Try it :: Copy all the data exactly, except the pictures.

Data items
- - -

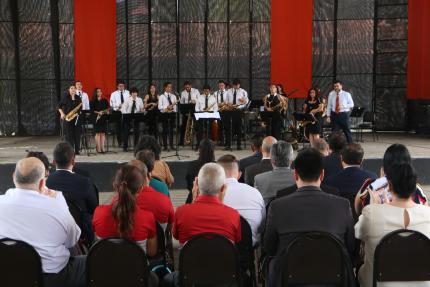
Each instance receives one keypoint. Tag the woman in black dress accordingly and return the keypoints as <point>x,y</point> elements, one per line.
<point>72,127</point>
<point>100,107</point>
<point>315,107</point>
<point>150,104</point>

- - -

Result of this exercise ::
Each instance receives one keypoint. Tag the woman in black dress accordingly and return the keypoints as <point>x,y</point> elements, one per line.
<point>72,127</point>
<point>100,107</point>
<point>315,107</point>
<point>150,104</point>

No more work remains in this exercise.